Written request 1
In the account of the kids' visit to the advertising agency, switch "board room" to "conference room" and write out the passage starting at "Well, after we" and ending at "make a product.".
Written request 2
Translate this sentence from the account of the kids' agency visit into Spanish: "It was nice to see our old pals at McGarrah Jessee once again and it was nice to know that their doors were still open to us."
Written request 3
Carry on the account of the kids' day at the advertising agency from the point where it stops.

Document text
BEGIN

To be honest, they seem like a pretty bright, diverse bunch. They ought to be if they’re all on the A and B honor roll. Speaking of which, they all seemed to really be into mathematics. What’s up with that? How much have things changed since I was their age, seriously?
Well, after we managed to get everyone registered we all had some Hoover’s for lunch. Even kids agree: Hoover’s always cookin’ somethin’ good. Once everyone had finished eating we went to the McGarrah Jessee advertising agency. It was nice to see our old pals at McGarrah Jessee once again and it was nice to know that their doors were still open to us. So, we proceeded to cram all the kids into the board room and let the wonderful staff of McGarrah Jessee do their thing. They learned quite a bit about how advertising agencies actually work, such as creatives, artists, and writers, and how they all work together to make a product.

END

Extracted records
BEGIN

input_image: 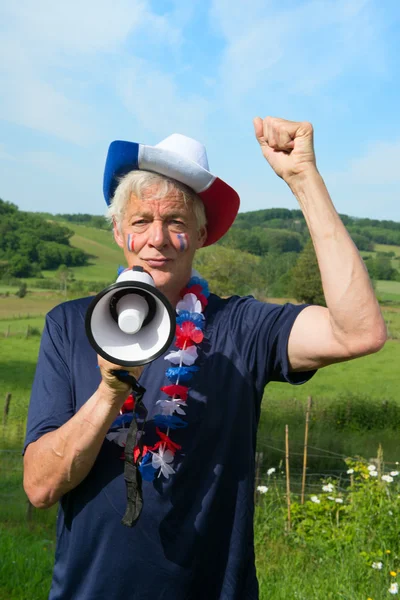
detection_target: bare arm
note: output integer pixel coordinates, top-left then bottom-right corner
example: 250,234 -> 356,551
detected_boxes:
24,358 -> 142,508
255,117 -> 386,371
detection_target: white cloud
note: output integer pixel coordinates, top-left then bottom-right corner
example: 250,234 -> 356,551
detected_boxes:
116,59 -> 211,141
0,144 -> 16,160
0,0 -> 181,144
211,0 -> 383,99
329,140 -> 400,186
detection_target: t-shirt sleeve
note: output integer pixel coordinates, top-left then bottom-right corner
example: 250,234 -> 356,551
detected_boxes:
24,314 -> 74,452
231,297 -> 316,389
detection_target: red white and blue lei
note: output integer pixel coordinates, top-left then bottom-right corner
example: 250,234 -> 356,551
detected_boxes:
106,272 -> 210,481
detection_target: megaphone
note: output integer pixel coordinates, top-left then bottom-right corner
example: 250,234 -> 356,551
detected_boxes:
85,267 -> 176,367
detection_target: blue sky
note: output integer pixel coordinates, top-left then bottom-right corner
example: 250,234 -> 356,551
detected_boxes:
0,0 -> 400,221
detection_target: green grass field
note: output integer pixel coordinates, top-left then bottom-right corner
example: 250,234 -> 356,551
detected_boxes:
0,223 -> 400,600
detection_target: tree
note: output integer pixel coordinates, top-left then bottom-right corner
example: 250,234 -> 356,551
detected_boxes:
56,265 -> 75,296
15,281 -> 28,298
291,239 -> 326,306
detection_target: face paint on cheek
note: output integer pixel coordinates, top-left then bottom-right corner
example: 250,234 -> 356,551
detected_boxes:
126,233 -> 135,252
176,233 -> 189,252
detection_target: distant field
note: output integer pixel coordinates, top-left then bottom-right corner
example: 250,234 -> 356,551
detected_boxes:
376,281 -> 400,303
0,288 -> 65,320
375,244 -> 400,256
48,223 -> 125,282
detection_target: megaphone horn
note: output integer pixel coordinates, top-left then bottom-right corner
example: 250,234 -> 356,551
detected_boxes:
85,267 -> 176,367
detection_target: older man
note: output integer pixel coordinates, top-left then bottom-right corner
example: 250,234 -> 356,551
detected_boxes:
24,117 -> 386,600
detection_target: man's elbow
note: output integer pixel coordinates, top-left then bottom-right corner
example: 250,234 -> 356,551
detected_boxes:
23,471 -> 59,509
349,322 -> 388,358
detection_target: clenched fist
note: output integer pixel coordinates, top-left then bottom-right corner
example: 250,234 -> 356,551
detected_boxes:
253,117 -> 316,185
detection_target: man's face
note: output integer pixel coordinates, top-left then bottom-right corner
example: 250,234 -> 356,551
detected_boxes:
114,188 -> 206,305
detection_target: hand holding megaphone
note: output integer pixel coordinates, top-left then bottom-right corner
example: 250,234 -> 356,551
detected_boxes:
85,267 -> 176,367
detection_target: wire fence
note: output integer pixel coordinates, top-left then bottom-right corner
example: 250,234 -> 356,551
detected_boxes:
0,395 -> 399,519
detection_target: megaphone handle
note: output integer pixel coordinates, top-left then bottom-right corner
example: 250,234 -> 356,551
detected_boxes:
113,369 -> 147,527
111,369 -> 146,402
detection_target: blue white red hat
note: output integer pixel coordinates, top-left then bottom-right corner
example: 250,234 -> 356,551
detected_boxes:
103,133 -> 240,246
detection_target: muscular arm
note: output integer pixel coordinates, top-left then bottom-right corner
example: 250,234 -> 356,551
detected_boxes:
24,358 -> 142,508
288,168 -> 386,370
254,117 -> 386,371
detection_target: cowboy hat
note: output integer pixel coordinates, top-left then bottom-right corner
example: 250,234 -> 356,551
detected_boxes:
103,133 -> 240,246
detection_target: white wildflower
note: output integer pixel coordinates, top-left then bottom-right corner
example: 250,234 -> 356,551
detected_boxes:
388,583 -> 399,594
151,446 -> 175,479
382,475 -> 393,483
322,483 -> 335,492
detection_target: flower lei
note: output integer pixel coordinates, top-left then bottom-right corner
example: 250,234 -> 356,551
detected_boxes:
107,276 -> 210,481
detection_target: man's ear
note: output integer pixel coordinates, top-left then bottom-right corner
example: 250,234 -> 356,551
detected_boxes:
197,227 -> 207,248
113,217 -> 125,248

END

Task response 1
Well, after we managed to get everyone registered we all had some Hoover’s for lunch. Even kids agree: Hoover’s always cookin’ somethin’ good. Once everyone had finished eating we went to the McGarrah Jessee advertising agency. It was nice to see our old pals at McGarrah Jessee once again and it was nice to know that their doors were still open to us. So, we proceeded to cram all the kids into the conference room and let the wonderful staff of McGarrah Jessee do their thing. They learned quite a bit about how advertising agencies actually work, such as creatives, artists, and writers, and how they all work together to make a product.

Task response 2
Fue agradable ver de nuevo a nuestros viejos amigos de McGarrah Jessee y fue agradable saber que sus puertas seguían abiertas para nosotros.

Task response 3
Things really started moving once the participation portion began. Sadly, that had to be cut short due to time constraints. Then the tour began, which is always the most exciting part of visiting McGarrah Jessee. Whilst touring the facilities the kids were shown the people they had heard the job descriptions of. They certainly weren’t bored at that point. Why should they be? McGarrah Jessee’s a really interesting place, definitely not what I think they believed an ad agency would look like.
In review; today went fairly well. We got all the painfully boring registration business out of the way and now we know what to expect. It’s exciting to see the kids begin to realize the value of this opportunity that’s been given to them.